• Task details: Would you repeat each of the lines below exactly?

• The records:
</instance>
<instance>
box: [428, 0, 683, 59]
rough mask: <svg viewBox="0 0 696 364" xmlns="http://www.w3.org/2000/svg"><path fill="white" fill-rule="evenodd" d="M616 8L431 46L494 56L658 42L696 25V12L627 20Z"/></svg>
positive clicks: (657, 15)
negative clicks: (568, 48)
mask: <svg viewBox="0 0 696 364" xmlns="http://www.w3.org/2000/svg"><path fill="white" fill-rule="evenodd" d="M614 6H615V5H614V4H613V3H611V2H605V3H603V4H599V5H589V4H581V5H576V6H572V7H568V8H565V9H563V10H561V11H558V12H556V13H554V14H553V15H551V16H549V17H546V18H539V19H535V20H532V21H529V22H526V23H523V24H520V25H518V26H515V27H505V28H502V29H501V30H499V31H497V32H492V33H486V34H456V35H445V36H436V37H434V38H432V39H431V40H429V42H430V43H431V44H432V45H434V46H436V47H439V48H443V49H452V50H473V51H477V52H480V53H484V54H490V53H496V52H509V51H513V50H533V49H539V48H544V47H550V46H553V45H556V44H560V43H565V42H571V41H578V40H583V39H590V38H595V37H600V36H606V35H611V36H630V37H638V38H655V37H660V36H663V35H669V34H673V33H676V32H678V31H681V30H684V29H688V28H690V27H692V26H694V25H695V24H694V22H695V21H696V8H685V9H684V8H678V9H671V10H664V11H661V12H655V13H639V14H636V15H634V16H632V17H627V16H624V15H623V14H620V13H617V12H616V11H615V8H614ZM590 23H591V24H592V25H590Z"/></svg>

• Response area:
</instance>
<instance>
box: [428, 0, 683, 59]
rough mask: <svg viewBox="0 0 696 364" xmlns="http://www.w3.org/2000/svg"><path fill="white" fill-rule="evenodd" d="M616 8L431 46L494 56L658 42L696 25V12L627 20Z"/></svg>
positive clicks: (657, 15)
negative clicks: (568, 48)
mask: <svg viewBox="0 0 696 364" xmlns="http://www.w3.org/2000/svg"><path fill="white" fill-rule="evenodd" d="M614 6H615V5H614V4H613V3H611V2H605V3H603V4H599V5H589V4H581V5H576V6H572V7H568V8H565V9H563V10H561V11H558V12H556V13H554V14H553V15H551V16H549V17H546V18H539V19H535V20H532V21H529V22H526V23H523V24H520V25H518V26H515V27H505V28H502V29H501V30H499V31H497V32H492V33H486V34H456V35H445V36H436V37H434V38H432V39H431V40H429V42H430V43H431V44H432V45H434V46H436V47H439V48H443V49H452V50H473V51H477V52H480V53H484V54H490V53H496V52H509V51H513V50H533V49H539V48H544V47H550V46H553V45H556V44H560V43H565V42H571V41H578V40H583V39H590V38H595V37H600V36H606V35H611V36H630V37H638V38H655V37H660V36H663V35H669V34H673V33H676V32H678V31H681V30H684V29H688V28H690V27H692V26H694V25H695V24H694V22H695V21H696V8H685V9H684V8H678V9H671V10H664V11H661V12H655V13H639V14H636V15H634V16H632V17H627V16H624V15H623V14H620V13H617V12H616V11H615V8H614ZM590 23H591V24H592V25H590Z"/></svg>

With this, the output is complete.